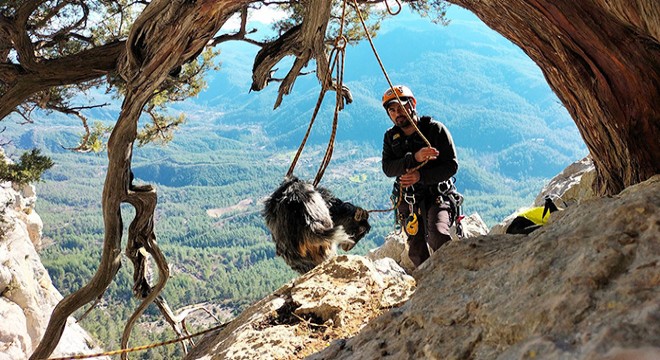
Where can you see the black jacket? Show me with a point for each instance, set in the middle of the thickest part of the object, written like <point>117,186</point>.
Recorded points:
<point>399,153</point>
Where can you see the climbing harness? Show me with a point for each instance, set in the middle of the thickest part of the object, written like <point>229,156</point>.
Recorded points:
<point>448,193</point>
<point>412,224</point>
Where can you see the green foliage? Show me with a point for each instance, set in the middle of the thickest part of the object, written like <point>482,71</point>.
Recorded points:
<point>28,169</point>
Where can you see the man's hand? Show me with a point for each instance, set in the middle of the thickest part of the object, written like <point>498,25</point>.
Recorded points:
<point>427,153</point>
<point>409,179</point>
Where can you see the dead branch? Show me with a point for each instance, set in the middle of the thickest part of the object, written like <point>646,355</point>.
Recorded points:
<point>304,41</point>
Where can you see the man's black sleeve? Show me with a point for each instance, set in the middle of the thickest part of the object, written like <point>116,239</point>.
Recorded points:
<point>446,165</point>
<point>393,166</point>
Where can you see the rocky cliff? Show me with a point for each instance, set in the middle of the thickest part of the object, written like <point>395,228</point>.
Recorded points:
<point>585,286</point>
<point>27,296</point>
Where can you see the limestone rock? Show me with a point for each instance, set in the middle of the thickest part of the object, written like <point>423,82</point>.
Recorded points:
<point>333,301</point>
<point>395,247</point>
<point>586,286</point>
<point>473,225</point>
<point>572,186</point>
<point>27,296</point>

# [Try it]
The records above are to be reproduced exactly; the pictures are to be left out.

# [Response area]
Where can you see the black jacket? Show me with a point for each instance, set in the middle of the thickest part of the object, written like <point>117,186</point>.
Recorded points:
<point>399,153</point>
Where can you see the climbing harness? Show me with a point for each instance, set in the middle of the thickest part of the object, written like <point>229,156</point>.
Recorded points:
<point>448,193</point>
<point>412,224</point>
Where can you see the green foliage? Show me with a point for each instance, set in the middle of the thickest part of the object, written like <point>482,71</point>.
Recorded points:
<point>28,169</point>
Where can you see the man's hand? Show me with a point for each instance, set in the middle of the thickest part of the object, written like <point>498,25</point>.
Recorded points:
<point>427,153</point>
<point>409,179</point>
Where can you see the dead branch? Show me with a point for each instance, set in the middle of the thickest part of the object, written like <point>646,355</point>.
Recorded points:
<point>304,41</point>
Where can you see the man's black sleeve? Show me with a point for each instance, set in the middle of the thickest part of the object, written like <point>116,239</point>.
Recorded points:
<point>446,165</point>
<point>393,166</point>
Where can you see the rocky cliff? Show me with a point for each instance, set in the middle of the thickest part of the object, written like <point>395,228</point>.
Recorded points:
<point>585,286</point>
<point>27,296</point>
Where can you see the limestone rock? Show me with a point for each instance, set in the middle of the thickest part of the object, written like <point>423,82</point>.
Recorded points:
<point>333,301</point>
<point>395,247</point>
<point>586,286</point>
<point>473,225</point>
<point>572,186</point>
<point>27,296</point>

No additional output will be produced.